[TEXT SEGMENT Boundary: Start]
My niece and her 6-month-old baby, who has seizures, visited us three weeks ago for a family reunion. I researched our local EMS in preparation for their visit, worried that the baby might have a seizure during the visit. I was told that any service we required would come from Marengo, which is quite close to us. Unfortunately, early in the visit the baby did have a seizure and stopped breathing. We called 911, and the EMS from Marengo arrived very quickly and took excellent care of the baby. The supervisor who is certified to perform procedures to re-start breathing was a part of the crew. The baby was taken to Children’s Hospital in Columbus where he was monitored, and by the end of the day, he was back home safely with us. Our local EMS was efficient and professional, and we could not have had better service anywhere.
This positive experience with our EMS makes what I read in “The Sentinel” this week about changing our local EMS to a private one, MedFlight, very confusing. I did not attend the August 11th Commissioners meeting, but if the paper’s account is correct, citizens in attendance had serious questions and concerns which were not answered. I got the impression that the citizens felt there is no problem with the quality of our local service but a definite problem with how the decision on MedFlight was reached - in executive session instead of an open meeting. If citizens are going to be asked to vote on new funds for this seemingly unnecessary change in EMS, their questions on such an important decision should be heard. According to quotations in the article, people who did exercise their right to question were criticized, instead of being respectfully answered.
[TEXT SEGMENT Boundary: End]
[AVAILABLE DATA Boundary: Start]
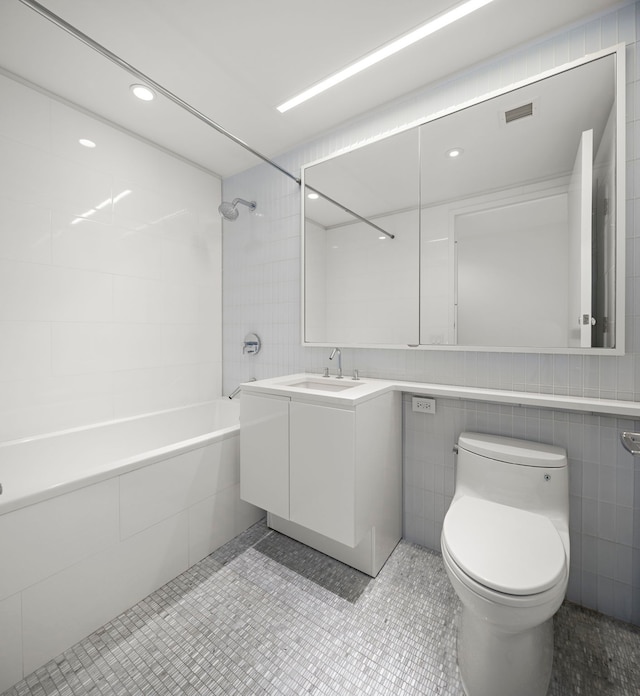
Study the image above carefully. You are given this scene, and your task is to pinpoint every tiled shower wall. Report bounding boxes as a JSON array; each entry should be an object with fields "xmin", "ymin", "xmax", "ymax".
[
  {"xmin": 0, "ymin": 74, "xmax": 222, "ymax": 441},
  {"xmin": 223, "ymin": 3, "xmax": 640, "ymax": 624}
]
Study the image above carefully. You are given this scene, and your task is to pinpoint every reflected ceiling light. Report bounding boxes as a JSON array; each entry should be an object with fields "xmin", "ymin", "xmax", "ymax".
[
  {"xmin": 129, "ymin": 85, "xmax": 156, "ymax": 101},
  {"xmin": 276, "ymin": 0, "xmax": 493, "ymax": 114}
]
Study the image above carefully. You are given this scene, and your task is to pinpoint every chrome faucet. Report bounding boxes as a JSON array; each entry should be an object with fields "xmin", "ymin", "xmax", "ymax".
[{"xmin": 329, "ymin": 348, "xmax": 342, "ymax": 379}]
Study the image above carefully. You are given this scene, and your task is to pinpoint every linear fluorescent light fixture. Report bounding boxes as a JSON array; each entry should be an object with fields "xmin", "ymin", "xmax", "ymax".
[{"xmin": 276, "ymin": 0, "xmax": 493, "ymax": 114}]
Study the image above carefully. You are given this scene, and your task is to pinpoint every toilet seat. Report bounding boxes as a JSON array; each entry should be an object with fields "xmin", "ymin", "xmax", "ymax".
[{"xmin": 442, "ymin": 496, "xmax": 567, "ymax": 597}]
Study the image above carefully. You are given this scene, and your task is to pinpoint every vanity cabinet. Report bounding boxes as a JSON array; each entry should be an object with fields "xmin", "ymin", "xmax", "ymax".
[
  {"xmin": 240, "ymin": 394, "xmax": 289, "ymax": 520},
  {"xmin": 240, "ymin": 392, "xmax": 402, "ymax": 575}
]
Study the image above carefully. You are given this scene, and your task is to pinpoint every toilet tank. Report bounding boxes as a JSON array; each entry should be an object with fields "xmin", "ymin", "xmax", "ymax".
[{"xmin": 454, "ymin": 432, "xmax": 569, "ymax": 525}]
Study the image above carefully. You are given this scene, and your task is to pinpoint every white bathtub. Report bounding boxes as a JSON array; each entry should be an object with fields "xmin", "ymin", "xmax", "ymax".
[{"xmin": 0, "ymin": 398, "xmax": 263, "ymax": 692}]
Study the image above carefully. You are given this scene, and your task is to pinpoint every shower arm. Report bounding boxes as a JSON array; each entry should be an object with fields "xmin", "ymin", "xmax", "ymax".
[{"xmin": 19, "ymin": 0, "xmax": 394, "ymax": 239}]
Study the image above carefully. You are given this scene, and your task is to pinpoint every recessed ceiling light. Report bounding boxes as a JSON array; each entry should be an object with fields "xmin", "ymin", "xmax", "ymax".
[
  {"xmin": 129, "ymin": 85, "xmax": 156, "ymax": 101},
  {"xmin": 276, "ymin": 0, "xmax": 493, "ymax": 114}
]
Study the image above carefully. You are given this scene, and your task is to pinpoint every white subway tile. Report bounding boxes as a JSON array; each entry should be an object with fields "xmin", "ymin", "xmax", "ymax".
[{"xmin": 0, "ymin": 197, "xmax": 51, "ymax": 263}]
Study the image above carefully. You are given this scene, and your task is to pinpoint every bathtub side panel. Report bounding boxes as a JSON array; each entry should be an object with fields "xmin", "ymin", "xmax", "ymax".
[
  {"xmin": 0, "ymin": 479, "xmax": 119, "ymax": 599},
  {"xmin": 120, "ymin": 438, "xmax": 237, "ymax": 539},
  {"xmin": 22, "ymin": 513, "xmax": 188, "ymax": 674},
  {"xmin": 0, "ymin": 594, "xmax": 22, "ymax": 692}
]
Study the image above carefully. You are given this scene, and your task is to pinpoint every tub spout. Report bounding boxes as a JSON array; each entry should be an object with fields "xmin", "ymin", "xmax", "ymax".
[{"xmin": 229, "ymin": 377, "xmax": 256, "ymax": 399}]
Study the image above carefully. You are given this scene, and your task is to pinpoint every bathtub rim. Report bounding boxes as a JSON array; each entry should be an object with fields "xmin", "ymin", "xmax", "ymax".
[{"xmin": 0, "ymin": 397, "xmax": 240, "ymax": 516}]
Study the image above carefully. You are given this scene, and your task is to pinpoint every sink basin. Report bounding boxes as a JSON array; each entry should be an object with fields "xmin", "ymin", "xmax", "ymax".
[{"xmin": 287, "ymin": 379, "xmax": 362, "ymax": 392}]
[AVAILABLE DATA Boundary: End]
- LIST OF TASKS:
1. Answer these questions from the letter about local EMS:
(a) To which hospital was the baby taken?
(b) Which meeting did the writer not attend?
(c) What is the name of the private service proposed to replace the local EMS?
2. Reproduce word for word the stretch of the letter about local EMS from "This positive experience" through "being respectfully answered.".
The listing has no connection to the letter about local EMS.

- ANSWER LIST:
1.
(a) Children's Hospital in Columbus
(b) The August 11th Commissioners meeting
(c) MedFlight

2.
This positive experience with our EMS makes what I read in “The Sentinel” this week about changing our local EMS to a private one, MedFlight, very confusing. I did not attend the August 11th Commissioners meeting, but if the paper’s account is correct, citizens in attendance had serious questions and concerns which were not answered. I got the impression that the citizens felt there is no problem with the quality of our local service but a definite problem with how the decision on MedFlight was reached - in executive session instead of an open meeting. If citizens are going to be asked to vote on new funds for this seemingly unnecessary change in EMS, their questions on such an important decision should be heard. According to quotations in the article, people who did exercise their right to question were criticized, instead of being respectfully answered.